Work item: Of the lines below, write out exactly those from the line with "point(468, 582)" through the line with "point(858, 230)", both included, and skip the rest.

-- Provided entries follows --

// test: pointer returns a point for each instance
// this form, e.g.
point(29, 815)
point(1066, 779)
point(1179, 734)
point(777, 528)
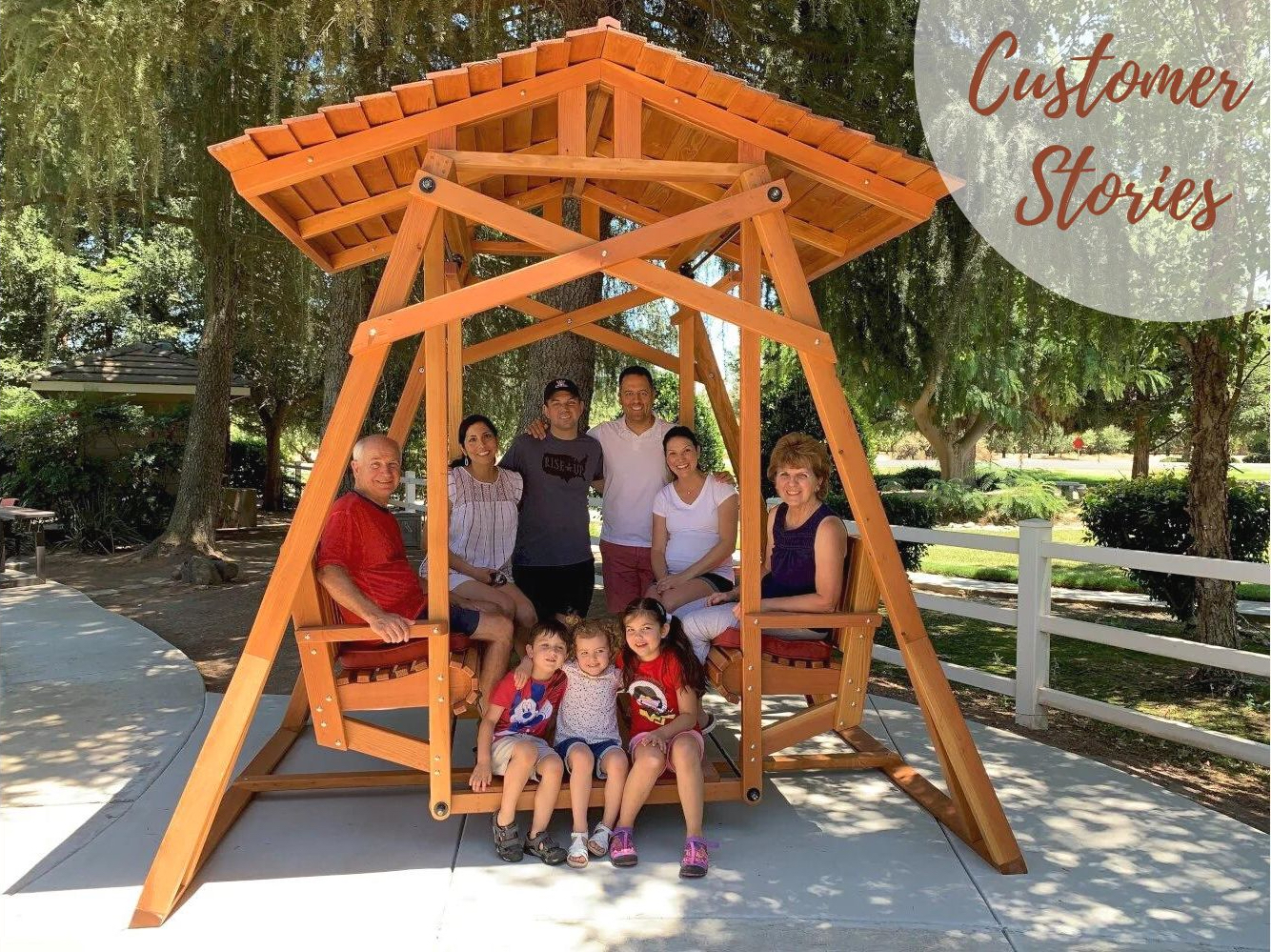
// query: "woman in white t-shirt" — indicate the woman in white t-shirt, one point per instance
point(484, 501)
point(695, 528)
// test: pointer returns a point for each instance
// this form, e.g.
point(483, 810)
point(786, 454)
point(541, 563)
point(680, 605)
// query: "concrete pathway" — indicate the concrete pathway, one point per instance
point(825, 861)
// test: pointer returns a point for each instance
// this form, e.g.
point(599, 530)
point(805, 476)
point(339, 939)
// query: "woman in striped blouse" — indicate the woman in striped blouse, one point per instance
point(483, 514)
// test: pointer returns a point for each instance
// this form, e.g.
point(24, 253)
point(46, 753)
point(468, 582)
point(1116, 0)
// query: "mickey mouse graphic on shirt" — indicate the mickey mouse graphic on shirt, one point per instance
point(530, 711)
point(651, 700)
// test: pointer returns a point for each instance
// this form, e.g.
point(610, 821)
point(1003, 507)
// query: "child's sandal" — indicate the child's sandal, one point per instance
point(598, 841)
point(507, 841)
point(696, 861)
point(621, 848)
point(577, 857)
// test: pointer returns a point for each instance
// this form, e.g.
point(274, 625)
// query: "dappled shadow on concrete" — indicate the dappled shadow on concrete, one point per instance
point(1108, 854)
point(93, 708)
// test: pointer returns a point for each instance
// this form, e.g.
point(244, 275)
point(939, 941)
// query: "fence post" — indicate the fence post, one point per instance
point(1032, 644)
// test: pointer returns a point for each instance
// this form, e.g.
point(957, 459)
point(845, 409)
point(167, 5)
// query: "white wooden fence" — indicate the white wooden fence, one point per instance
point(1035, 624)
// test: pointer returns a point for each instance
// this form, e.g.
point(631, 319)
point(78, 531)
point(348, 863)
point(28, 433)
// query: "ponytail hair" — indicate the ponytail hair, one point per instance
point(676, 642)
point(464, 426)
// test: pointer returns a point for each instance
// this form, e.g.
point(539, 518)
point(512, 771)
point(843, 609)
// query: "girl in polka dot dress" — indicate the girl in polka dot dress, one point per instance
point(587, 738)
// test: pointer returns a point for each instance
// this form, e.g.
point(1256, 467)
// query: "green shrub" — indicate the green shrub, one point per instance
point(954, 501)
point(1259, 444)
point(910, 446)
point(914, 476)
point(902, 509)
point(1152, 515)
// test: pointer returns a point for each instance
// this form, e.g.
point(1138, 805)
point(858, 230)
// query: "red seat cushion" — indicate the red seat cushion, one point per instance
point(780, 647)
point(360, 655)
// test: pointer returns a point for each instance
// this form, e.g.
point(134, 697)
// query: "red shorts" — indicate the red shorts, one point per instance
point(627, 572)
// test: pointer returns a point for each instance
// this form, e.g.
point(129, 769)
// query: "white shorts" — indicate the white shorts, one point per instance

-- Provided entries concluded --

Expected output:
point(468, 582)
point(1116, 0)
// query: "mickey mouse graphic on shirt" — indicate the mickey mouse graphic on shirt, one point per instance
point(530, 711)
point(651, 700)
// test: pointer returns a point for each instance
// this form, e.g.
point(610, 821)
point(1003, 507)
// query: "child's sandal" — indicate the child's sandal, one point per instance
point(598, 841)
point(507, 841)
point(696, 861)
point(621, 848)
point(577, 857)
// test: pointer returns a point for each instance
// this form, e.g.
point(274, 625)
// query: "dappled shadow on concrete" — indicate the dappled shadow on concrete, one point per instance
point(1108, 854)
point(93, 708)
// test: pointer returns a point for each instance
// this form, e.g.
point(244, 275)
point(939, 941)
// query: "fence post" — indicate the fence post, one point per instance
point(1032, 644)
// test: pointer returns a point for each instance
// this form, e.g.
point(957, 459)
point(845, 409)
point(167, 5)
// query: "white wooden fence" — indicate the white wooden fence, one point per instance
point(1035, 624)
// test: pointer returns a point for each instance
// this form, e.g.
point(631, 319)
point(78, 531)
point(348, 863)
point(28, 433)
// query: "ponytail hair" — indicate the ponytail hair, one point per instance
point(676, 642)
point(464, 426)
// test: pointer returns a point for each instance
// this form, e.g.
point(539, 518)
point(512, 771)
point(843, 609)
// query: "girl in polka dot dress" — indicate the girl in polka dot dress, one point per instance
point(587, 738)
// test: pointer returns a point for each instance
// this form, e.g.
point(1256, 467)
// query: "green shrub" — indicate the green shrub, one point per instance
point(954, 501)
point(1259, 444)
point(910, 446)
point(914, 476)
point(902, 509)
point(1152, 515)
// test: pointer returns a point for each instance
// this form, e.g.
point(1138, 805)
point(858, 230)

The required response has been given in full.